◆ Problem requirements ◆
Convert the data below into a JSON list of strings with one string per line, skipping blank lines. Leave the pictures out of the answer.

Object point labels

⟨

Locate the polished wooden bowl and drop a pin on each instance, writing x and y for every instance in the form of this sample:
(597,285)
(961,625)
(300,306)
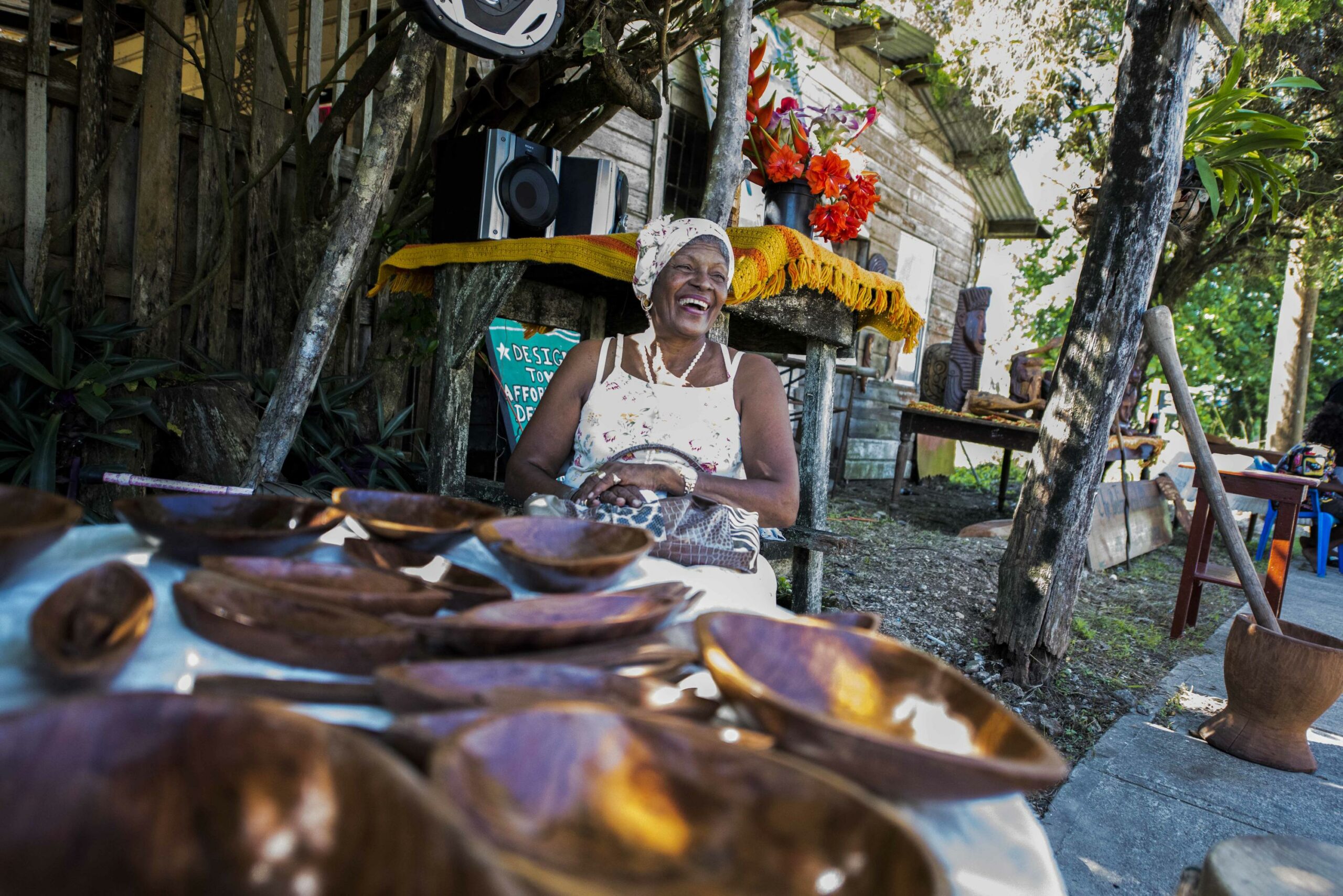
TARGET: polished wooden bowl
(543,624)
(615,804)
(187,526)
(285,628)
(895,719)
(559,555)
(87,631)
(422,523)
(30,523)
(143,793)
(355,588)
(418,687)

⟩

◆ The response ◆
[
  "Locate the polished wooden bowl and drop a pin on each instance, writing x and y for every instance in the form of this sample:",
  "(597,285)",
  "(961,625)",
  "(300,306)",
  "TARGET: polished wooden bowl",
  "(543,624)",
  "(615,804)",
  "(187,526)",
  "(285,628)",
  "(895,719)",
  "(559,555)",
  "(87,631)",
  "(422,523)",
  "(30,523)",
  "(143,793)",
  "(355,588)",
  "(418,687)"
]